#### Datensätze

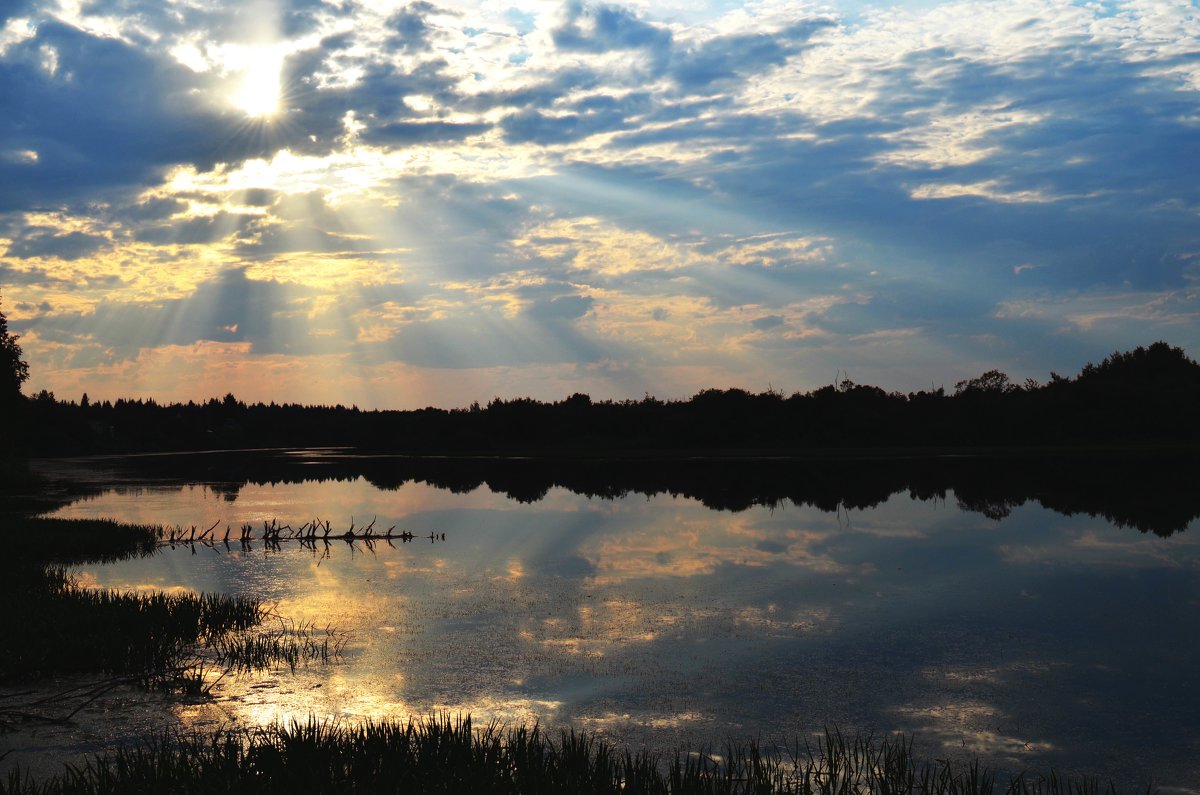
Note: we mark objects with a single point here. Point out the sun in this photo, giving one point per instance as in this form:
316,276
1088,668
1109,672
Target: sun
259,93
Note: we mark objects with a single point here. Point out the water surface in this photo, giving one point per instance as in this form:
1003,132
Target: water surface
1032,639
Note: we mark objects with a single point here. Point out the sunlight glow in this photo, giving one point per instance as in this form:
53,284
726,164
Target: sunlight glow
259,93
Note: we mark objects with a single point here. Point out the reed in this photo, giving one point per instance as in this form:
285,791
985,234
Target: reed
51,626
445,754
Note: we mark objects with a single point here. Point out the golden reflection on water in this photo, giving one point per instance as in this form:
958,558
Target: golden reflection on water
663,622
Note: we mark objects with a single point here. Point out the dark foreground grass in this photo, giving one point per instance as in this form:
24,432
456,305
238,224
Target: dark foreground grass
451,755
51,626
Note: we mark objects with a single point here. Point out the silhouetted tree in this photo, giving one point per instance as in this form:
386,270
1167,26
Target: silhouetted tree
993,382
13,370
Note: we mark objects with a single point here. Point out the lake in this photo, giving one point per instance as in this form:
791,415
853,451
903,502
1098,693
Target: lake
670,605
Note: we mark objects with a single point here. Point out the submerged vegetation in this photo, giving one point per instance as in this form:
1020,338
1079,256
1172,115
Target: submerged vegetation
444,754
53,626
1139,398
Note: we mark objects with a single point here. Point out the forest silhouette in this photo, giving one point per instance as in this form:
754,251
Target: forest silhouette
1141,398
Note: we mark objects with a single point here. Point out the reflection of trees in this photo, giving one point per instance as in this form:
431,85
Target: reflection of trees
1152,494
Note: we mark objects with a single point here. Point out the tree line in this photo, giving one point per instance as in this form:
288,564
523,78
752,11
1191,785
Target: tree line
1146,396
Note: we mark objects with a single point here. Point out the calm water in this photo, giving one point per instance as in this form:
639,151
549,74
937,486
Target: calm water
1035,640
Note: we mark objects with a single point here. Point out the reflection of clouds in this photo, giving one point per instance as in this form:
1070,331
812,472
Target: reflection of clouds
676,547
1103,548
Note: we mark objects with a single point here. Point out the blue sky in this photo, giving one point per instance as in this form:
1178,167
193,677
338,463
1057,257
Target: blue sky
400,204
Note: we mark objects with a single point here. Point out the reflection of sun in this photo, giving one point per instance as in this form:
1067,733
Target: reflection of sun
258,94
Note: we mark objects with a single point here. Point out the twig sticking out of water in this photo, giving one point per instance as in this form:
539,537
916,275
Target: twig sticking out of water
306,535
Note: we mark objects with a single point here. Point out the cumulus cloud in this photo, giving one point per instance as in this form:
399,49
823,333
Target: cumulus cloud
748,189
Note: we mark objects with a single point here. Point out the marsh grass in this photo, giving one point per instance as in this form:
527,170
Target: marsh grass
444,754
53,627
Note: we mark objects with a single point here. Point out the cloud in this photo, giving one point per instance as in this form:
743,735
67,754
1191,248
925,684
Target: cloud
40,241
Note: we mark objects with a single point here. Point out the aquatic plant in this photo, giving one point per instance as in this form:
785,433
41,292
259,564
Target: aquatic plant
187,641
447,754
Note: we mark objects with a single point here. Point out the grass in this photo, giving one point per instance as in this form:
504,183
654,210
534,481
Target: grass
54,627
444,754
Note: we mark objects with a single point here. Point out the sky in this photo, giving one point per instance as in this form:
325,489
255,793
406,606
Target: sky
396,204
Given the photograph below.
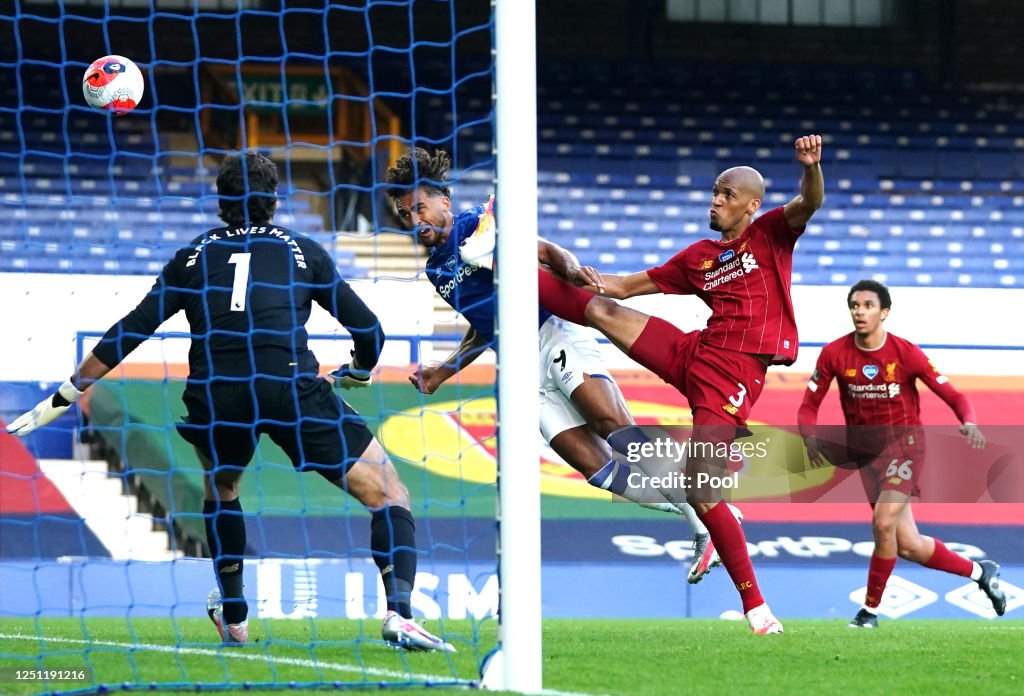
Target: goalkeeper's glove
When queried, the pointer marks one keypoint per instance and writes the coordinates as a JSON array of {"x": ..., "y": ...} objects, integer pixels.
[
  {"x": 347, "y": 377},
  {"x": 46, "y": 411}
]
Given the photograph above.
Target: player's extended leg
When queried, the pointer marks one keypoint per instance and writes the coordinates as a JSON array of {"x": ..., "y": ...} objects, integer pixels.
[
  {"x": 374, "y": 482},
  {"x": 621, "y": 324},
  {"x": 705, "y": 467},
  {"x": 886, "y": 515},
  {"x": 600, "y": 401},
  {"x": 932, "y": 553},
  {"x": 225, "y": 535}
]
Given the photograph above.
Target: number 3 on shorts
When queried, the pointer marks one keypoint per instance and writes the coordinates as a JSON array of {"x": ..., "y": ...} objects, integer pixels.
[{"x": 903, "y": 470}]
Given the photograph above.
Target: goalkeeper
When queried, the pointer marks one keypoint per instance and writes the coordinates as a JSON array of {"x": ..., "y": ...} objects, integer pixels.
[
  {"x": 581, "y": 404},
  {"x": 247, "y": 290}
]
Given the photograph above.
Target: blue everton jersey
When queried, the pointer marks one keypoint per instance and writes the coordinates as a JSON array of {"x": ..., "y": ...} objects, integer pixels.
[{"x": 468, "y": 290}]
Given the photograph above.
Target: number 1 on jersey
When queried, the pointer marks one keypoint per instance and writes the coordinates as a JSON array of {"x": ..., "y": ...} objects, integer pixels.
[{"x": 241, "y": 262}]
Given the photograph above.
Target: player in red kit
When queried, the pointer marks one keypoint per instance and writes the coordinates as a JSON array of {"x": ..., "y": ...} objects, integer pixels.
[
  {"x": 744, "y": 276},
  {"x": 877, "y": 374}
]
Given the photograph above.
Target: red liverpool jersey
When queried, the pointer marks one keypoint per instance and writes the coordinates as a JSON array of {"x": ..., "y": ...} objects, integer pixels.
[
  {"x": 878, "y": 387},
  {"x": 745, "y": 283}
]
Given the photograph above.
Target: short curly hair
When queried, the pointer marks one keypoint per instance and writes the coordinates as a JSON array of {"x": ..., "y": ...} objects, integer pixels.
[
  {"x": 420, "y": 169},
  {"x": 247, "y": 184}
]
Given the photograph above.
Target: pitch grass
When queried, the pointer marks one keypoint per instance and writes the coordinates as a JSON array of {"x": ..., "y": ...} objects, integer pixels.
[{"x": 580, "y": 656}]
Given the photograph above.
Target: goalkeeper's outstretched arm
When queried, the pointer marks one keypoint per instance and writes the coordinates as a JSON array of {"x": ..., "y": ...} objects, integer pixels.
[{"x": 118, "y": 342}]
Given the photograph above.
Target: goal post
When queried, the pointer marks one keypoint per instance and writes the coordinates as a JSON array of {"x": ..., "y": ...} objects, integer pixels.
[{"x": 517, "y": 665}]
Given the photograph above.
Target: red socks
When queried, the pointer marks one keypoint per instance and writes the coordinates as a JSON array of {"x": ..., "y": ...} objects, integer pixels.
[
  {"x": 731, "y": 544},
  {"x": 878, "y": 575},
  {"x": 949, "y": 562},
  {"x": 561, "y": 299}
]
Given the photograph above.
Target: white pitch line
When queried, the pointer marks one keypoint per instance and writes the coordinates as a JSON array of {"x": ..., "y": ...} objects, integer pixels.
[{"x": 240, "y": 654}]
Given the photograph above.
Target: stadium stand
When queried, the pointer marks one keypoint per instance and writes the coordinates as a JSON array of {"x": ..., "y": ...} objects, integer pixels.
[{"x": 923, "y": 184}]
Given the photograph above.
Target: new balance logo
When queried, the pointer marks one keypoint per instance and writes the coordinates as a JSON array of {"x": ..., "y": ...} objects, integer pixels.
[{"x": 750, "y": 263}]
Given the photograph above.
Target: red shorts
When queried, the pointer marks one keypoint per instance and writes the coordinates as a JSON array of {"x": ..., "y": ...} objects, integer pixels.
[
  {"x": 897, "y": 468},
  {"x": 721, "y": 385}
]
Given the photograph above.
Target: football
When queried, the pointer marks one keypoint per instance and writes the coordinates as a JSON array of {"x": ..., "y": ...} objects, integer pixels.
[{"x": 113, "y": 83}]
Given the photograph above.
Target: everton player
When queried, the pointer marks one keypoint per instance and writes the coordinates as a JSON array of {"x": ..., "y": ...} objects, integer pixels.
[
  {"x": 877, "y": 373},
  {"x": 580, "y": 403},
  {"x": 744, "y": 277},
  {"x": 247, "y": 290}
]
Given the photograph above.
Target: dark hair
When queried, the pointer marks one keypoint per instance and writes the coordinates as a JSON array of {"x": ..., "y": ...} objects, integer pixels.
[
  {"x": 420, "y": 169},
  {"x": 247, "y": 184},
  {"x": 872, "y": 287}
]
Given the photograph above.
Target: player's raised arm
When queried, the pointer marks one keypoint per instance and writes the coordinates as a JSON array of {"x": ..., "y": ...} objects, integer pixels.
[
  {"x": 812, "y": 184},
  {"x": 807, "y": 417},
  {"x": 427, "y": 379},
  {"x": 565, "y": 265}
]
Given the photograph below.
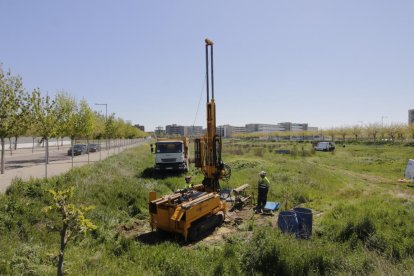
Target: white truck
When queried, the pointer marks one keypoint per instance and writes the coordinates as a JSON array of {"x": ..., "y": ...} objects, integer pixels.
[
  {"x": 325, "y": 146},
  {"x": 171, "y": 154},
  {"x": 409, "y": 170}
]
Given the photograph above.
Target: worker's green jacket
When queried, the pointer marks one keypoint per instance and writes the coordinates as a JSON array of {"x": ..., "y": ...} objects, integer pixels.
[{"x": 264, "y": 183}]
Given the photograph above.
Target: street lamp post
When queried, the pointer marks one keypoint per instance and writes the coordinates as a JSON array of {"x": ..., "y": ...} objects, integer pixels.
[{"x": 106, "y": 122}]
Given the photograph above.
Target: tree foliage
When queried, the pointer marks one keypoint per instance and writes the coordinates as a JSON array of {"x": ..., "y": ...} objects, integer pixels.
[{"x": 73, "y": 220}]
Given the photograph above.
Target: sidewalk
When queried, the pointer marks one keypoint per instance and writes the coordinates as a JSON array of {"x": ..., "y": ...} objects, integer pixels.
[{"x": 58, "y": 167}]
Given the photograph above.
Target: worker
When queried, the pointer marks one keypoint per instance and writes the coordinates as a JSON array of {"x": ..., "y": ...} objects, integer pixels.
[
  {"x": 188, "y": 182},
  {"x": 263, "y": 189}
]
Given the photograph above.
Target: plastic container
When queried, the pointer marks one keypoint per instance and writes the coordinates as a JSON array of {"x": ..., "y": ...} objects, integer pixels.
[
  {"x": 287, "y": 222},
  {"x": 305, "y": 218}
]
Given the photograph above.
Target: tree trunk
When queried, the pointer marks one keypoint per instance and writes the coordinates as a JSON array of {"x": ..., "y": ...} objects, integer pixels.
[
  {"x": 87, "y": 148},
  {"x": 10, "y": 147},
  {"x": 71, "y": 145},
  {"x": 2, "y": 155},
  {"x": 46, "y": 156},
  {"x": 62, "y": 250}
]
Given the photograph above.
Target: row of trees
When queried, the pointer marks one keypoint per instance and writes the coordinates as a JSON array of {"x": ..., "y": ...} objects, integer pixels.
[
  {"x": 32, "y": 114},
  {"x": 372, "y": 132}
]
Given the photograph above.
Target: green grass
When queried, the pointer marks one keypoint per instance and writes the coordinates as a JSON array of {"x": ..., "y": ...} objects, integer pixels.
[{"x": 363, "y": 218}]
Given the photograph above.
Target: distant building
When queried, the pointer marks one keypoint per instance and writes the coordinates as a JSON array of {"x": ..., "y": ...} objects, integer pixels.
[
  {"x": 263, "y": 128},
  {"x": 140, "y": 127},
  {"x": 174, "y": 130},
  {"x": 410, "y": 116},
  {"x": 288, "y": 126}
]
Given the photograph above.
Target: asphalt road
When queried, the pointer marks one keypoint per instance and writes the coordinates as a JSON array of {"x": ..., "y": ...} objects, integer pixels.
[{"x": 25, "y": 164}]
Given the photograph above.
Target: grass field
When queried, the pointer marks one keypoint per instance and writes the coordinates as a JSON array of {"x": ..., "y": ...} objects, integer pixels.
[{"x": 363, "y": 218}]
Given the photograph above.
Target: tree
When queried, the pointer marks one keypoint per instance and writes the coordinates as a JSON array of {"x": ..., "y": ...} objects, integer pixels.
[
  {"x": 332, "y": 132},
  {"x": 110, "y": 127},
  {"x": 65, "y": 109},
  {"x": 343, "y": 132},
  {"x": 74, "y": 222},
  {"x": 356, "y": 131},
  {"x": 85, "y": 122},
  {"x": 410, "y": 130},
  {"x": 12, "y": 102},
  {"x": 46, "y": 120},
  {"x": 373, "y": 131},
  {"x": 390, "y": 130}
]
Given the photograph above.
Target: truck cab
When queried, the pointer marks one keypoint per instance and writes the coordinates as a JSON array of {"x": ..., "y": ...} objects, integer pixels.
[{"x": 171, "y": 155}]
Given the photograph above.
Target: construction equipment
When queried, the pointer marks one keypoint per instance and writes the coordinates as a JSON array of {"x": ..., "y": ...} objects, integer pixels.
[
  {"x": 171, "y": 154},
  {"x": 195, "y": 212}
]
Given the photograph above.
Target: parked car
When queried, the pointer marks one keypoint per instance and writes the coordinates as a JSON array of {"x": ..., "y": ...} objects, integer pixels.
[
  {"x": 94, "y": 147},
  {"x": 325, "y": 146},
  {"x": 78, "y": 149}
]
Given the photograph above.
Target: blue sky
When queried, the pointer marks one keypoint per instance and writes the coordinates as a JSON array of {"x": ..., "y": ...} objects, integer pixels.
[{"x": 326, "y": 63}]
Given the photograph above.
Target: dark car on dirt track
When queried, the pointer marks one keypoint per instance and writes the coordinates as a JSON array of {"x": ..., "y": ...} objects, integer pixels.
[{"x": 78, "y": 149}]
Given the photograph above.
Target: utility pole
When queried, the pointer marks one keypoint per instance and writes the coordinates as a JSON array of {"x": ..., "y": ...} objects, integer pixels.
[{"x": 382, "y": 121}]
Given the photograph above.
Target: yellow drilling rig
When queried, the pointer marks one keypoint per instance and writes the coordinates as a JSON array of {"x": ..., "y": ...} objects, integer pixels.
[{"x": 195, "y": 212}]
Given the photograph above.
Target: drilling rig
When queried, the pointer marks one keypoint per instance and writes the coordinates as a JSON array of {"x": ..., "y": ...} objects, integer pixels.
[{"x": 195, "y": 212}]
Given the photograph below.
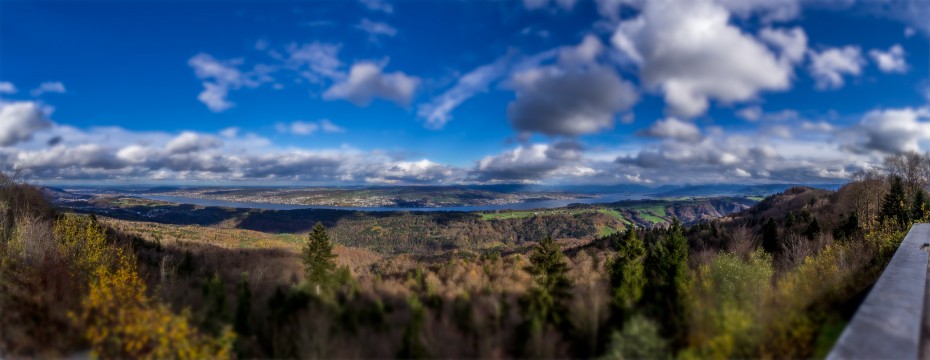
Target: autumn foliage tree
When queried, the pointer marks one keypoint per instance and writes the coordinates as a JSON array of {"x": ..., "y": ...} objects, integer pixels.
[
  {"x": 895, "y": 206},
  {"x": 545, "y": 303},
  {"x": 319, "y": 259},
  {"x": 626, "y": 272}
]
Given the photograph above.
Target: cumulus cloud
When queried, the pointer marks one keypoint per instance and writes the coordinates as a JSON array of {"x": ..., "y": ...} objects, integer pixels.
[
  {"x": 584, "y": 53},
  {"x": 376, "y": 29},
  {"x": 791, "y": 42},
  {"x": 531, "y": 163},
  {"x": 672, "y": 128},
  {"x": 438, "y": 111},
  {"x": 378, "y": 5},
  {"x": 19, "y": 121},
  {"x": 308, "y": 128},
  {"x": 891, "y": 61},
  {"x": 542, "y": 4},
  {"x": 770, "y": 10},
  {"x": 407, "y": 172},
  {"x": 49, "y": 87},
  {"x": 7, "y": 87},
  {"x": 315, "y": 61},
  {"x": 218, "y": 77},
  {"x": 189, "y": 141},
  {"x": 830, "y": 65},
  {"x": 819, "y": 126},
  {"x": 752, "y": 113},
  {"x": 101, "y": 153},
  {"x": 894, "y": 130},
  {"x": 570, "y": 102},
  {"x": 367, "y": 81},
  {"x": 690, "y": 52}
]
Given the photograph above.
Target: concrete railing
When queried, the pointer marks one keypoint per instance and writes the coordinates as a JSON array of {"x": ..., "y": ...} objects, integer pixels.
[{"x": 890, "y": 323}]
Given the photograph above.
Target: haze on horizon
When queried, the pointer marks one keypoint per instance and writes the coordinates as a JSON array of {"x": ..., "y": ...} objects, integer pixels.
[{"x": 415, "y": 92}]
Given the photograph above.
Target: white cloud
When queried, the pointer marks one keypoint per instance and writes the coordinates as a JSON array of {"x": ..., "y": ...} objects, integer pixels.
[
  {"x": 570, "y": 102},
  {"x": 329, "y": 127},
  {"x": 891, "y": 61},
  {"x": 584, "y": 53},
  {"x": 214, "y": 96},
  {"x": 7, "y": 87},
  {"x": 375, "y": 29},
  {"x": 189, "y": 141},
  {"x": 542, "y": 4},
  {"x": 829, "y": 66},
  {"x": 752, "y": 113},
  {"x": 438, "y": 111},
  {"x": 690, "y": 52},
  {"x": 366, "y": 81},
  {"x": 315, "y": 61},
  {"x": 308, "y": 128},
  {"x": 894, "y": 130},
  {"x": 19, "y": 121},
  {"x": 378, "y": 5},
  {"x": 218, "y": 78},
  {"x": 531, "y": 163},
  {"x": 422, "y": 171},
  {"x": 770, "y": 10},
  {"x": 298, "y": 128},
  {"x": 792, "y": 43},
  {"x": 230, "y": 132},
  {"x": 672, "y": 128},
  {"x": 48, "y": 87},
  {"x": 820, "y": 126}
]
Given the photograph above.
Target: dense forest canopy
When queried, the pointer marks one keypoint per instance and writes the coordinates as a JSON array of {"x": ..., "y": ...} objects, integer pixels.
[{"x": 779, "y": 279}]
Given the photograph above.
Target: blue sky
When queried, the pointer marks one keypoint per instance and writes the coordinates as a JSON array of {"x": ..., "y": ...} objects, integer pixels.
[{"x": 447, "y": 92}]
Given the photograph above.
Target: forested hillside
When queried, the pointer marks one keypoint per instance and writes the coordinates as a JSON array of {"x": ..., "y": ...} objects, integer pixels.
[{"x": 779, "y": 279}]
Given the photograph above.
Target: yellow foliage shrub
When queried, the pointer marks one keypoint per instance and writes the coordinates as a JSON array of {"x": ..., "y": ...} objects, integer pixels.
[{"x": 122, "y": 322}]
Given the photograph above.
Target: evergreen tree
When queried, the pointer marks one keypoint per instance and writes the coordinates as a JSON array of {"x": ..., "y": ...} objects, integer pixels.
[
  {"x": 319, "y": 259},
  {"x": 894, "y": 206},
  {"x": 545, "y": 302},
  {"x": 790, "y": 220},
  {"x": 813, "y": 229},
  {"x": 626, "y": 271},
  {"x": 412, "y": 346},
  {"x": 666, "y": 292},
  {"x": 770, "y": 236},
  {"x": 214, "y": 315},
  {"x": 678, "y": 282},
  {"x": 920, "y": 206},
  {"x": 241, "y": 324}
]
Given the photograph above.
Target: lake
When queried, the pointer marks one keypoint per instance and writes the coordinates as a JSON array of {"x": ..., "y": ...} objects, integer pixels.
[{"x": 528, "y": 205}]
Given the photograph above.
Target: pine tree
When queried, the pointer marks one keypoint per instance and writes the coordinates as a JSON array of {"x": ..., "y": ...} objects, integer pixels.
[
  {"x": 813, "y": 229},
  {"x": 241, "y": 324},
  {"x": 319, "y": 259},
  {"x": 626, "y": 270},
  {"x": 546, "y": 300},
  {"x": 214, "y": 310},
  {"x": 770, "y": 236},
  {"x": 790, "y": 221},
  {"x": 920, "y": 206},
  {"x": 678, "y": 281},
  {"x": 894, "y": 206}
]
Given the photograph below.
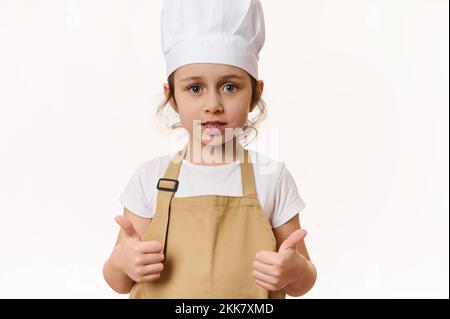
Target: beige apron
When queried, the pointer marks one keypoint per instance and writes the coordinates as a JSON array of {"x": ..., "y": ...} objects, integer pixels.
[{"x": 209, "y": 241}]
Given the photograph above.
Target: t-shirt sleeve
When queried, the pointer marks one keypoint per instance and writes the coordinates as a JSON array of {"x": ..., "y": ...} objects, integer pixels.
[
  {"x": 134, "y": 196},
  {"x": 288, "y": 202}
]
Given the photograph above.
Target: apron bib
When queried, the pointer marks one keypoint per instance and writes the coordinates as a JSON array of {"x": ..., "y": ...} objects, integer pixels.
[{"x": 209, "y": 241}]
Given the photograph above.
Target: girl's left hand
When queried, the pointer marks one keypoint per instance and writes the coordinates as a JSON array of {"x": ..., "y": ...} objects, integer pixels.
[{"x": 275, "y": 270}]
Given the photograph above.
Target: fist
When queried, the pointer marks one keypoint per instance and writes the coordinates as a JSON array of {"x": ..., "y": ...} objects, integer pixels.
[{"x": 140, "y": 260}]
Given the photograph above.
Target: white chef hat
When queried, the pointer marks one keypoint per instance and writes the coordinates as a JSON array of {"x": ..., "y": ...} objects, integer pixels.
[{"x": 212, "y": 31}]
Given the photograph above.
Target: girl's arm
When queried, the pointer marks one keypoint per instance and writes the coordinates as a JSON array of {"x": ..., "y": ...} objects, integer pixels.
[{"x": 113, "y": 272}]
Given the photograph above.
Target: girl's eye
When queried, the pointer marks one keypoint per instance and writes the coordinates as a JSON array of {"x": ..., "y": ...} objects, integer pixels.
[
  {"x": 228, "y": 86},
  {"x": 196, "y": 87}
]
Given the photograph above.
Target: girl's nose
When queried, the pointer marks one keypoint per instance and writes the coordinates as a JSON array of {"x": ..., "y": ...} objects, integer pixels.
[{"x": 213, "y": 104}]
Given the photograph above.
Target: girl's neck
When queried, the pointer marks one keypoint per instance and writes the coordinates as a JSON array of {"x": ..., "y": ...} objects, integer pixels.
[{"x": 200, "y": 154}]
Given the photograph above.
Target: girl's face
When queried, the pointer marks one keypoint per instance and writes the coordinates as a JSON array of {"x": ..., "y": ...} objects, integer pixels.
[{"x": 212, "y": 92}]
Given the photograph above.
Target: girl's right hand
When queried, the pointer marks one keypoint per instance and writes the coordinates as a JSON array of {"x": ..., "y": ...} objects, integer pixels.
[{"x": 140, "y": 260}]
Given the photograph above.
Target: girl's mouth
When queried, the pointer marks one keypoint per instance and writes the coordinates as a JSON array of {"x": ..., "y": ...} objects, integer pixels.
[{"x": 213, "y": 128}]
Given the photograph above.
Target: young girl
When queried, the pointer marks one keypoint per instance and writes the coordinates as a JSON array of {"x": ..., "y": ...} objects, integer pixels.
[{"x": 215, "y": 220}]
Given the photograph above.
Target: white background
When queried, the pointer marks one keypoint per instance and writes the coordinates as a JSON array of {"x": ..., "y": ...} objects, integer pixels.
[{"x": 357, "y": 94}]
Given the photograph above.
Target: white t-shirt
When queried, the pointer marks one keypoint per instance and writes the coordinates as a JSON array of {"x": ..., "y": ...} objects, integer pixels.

########

Welche Zeilen oben enthalten das Wort „yellow“? Zeige jede dieser Zeilen vollständig.

=== Ergebnis ===
Target: yellow drilling rig
Target: yellow foliage shrub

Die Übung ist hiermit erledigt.